Provided data START
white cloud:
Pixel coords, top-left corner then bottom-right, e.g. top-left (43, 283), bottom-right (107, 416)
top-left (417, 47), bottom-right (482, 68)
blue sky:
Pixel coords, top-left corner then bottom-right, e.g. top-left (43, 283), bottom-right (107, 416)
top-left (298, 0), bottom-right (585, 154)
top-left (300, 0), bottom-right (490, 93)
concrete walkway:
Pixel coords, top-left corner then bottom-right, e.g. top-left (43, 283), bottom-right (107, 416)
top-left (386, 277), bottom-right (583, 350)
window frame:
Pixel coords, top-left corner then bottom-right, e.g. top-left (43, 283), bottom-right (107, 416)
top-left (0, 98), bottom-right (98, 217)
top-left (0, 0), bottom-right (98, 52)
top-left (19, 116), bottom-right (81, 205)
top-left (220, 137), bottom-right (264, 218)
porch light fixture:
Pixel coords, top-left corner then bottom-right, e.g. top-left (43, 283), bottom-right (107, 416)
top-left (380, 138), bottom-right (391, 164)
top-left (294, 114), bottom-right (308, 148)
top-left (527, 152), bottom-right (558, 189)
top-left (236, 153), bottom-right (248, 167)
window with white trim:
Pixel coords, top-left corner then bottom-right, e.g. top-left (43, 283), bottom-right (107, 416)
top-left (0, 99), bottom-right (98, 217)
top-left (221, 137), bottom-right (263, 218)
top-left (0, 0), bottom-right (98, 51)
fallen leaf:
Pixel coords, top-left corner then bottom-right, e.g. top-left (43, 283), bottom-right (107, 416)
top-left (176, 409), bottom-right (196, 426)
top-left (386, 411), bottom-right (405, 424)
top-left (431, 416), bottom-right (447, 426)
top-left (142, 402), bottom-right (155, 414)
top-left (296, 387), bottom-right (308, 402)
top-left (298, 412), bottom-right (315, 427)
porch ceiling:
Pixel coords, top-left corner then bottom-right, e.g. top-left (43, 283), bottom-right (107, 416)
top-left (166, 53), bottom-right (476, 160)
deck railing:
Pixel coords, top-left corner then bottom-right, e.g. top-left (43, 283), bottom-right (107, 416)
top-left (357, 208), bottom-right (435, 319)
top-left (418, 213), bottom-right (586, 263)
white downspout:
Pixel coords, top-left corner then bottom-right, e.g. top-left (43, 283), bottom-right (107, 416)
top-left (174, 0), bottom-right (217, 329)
Provided data END
Required action => From the data above, how many lines contain the word "white"? Give the number alone.

Finished task => 3